Can you copy the data below with every "point out" changed to "show" and all else left unchanged? Leave the pictures out of your answer.

[MATERIAL TO PROCESS]

= = = =

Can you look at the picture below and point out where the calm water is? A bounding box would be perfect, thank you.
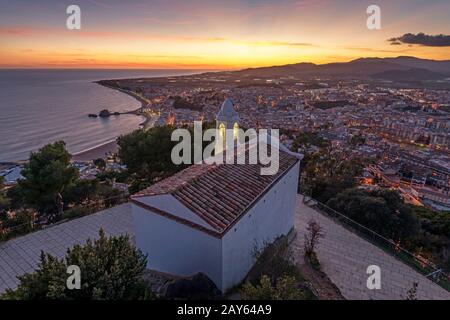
[0,70,200,162]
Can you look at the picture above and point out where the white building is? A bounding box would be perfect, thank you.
[131,100,301,292]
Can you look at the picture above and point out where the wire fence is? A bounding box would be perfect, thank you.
[0,194,129,243]
[302,194,450,291]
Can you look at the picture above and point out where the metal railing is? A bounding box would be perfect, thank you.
[301,194,450,291]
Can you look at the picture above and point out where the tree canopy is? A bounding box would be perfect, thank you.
[327,189,420,241]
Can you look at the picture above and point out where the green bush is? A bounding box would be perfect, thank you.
[2,230,151,300]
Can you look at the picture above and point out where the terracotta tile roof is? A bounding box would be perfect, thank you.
[133,151,298,234]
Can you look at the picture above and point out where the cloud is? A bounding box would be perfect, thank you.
[388,32,450,47]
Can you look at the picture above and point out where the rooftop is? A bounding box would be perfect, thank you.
[132,150,299,234]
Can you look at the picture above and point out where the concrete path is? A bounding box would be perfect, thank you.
[0,203,134,293]
[294,195,450,300]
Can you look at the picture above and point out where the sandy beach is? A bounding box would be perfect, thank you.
[72,82,150,162]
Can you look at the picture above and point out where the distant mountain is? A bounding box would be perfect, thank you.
[372,68,447,81]
[234,56,450,80]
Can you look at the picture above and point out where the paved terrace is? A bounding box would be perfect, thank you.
[0,196,450,299]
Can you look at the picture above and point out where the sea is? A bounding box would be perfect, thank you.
[0,69,203,162]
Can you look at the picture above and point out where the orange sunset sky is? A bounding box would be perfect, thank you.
[0,0,450,69]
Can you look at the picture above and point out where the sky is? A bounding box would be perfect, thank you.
[0,0,450,70]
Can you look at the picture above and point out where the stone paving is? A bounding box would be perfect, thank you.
[0,204,134,293]
[0,196,450,299]
[294,195,450,300]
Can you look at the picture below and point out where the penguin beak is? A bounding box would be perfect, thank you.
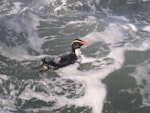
[81,41,87,45]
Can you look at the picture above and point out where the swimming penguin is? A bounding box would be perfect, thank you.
[37,39,87,72]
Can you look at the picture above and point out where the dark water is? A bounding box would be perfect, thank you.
[0,0,150,113]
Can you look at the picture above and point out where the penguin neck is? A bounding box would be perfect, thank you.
[74,48,81,59]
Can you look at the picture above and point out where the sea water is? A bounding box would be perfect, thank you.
[0,0,150,113]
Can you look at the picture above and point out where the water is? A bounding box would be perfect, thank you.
[0,0,150,113]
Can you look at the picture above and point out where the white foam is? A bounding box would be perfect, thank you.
[130,60,150,107]
[143,26,150,32]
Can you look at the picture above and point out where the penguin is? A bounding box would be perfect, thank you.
[36,39,87,72]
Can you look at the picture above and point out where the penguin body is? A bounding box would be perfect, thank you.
[40,39,87,72]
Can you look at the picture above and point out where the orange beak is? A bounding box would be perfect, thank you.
[81,41,87,45]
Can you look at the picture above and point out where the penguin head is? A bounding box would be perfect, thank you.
[71,39,87,53]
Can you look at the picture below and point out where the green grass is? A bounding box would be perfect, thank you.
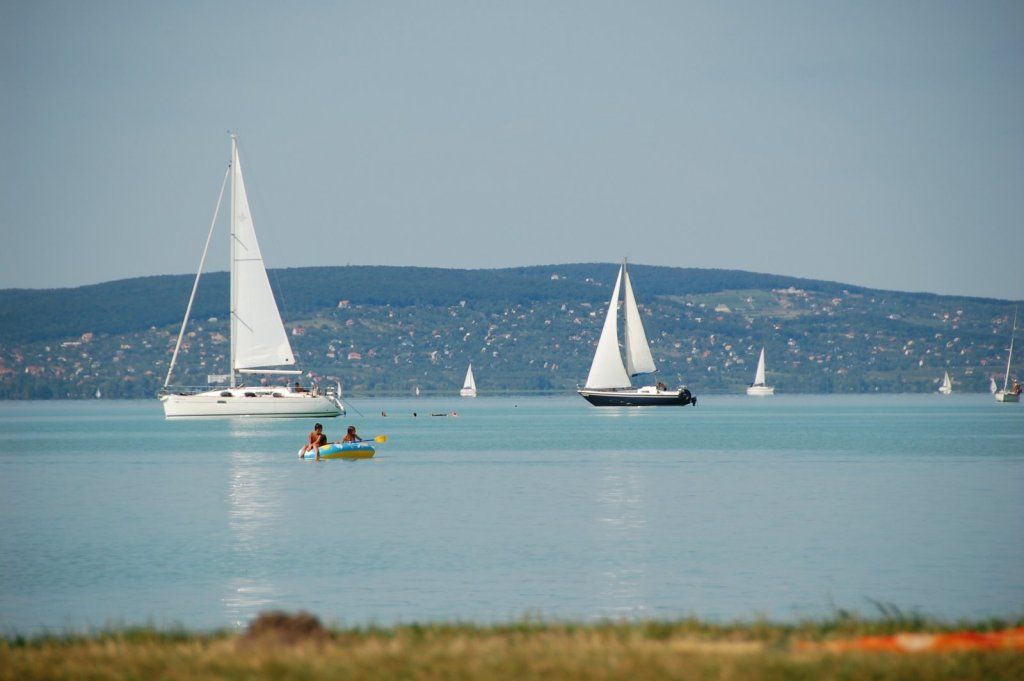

= = = =

[RESULT]
Can you look at the picture below and show where the calm water is? A bounding box would be perfect, thank you.
[0,70,200,162]
Can you look at the picture above and show where the white building is? A bounding box would be perfect, thank you.
[131,100,301,292]
Can you look at the picture above and show where the wire fence is? A bounding box would be perfect, thank you.
[0,194,129,243]
[302,194,450,291]
Can you look at the picture above and show where the metal railing is? A bounding box would be perfect, thank you.
[301,194,450,291]
Can you look at the picture above and show where the tree canopy is? A bounding box would be perfect, thank you.
[327,189,420,241]
Can you look at the picture above and show where the green bush is? A bounding box would be perfect, thank you.
[2,230,151,300]
Can you look at the picture above and show where the terracotta tile roof is? A bounding box would be perfect, thank you.
[133,151,298,234]
Can you look at the picture above and show where the cloud is? A bounding box would be perfect, thank you.
[388,32,450,47]
Can you look at the picture above and show where the rooftop is? A bounding box would be perfect, thank you.
[132,150,299,234]
Can you look at the picture above and show where the concrete path is? A bounding box would be perfect, thank you.
[0,203,134,293]
[294,195,450,300]
Can you look at the picture above and show where the sandy beach is? A bounding box would be perfect, thank you.
[72,82,150,162]
Can you look at the picture above and show where the distant mountain is? A bounding box would be perfect, thank you.
[372,68,447,81]
[234,56,450,80]
Can you look at the picture above and show where the paved terrace is? A bounding box would be perfect, thank you.
[0,196,450,299]
Can you look at the picture above and show where the sea is? A bounding box would be perfect, thank you.
[0,69,203,162]
Can you look at the picture above and show where the orange sunset sky is? A bounding box would be perfect, thank you.
[0,0,450,69]
Can you look at the picture above and show where the sky is? A bounding box would be perfect, thank you.
[0,0,450,70]
Can you look at the picture above and show where the stone paving is? A bounding box would be perfect, thank you.
[0,204,134,293]
[0,196,450,299]
[294,195,450,300]
Can you look at the picture below and show where the penguin beak is? A bounding box would be perfect, thank you.
[81,41,87,45]
Can you look at the picture above and show where the swimming penguin is? A bounding box would be perfect, thank you.
[37,39,87,72]
Can you look at the picture above and show where the dark water is? A bounding box would be perfect, thank you.
[0,0,150,113]
Can you look at the picture above and show where the penguin neck is? A bounding box would be perfect, thank you.
[74,48,81,59]
Can you look at the picture above and show where the sea water is? A bounding box would be perfect, thank you.
[0,0,150,113]
Can you look at the picture above and show where the water is? A bounding box would be perfect, thank you.
[0,0,150,113]
Can you look at the picture above and show where the white foam is? A bounding box would be perfect, thank you.
[130,60,150,107]
[143,26,150,32]
Can you look at the picture above and show where the penguin is? A bounding box would be perfect, thank you.
[36,39,87,72]
Can you look at the picture above and show where the penguin body is? A bounding box would be perfect, thank you.
[40,39,87,72]
Can you look at the picture above and show where the orange beak is? A bounding box would be perfect, thank you.
[81,41,87,45]
Can you look at the picture above and show where the penguin head is? A bounding box would be perfect, thank you.
[71,39,87,53]
Can you look at the picture below and show where the green grass is? A bounding box would be perfect, thank you.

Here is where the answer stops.